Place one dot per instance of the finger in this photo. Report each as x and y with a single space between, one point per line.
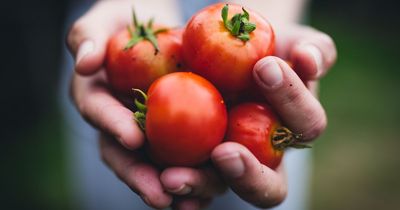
251 180
141 177
312 52
191 203
288 95
101 109
88 36
186 204
191 181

++++

A complete and exact copy of the records is required. Exclude the pictures.

EXERCISE SOLUTION
Place one dot per instance of the finger in this photo. Report each as x and y with a single space between, one point per line.
251 180
141 177
312 52
191 203
288 95
101 109
88 36
186 204
191 181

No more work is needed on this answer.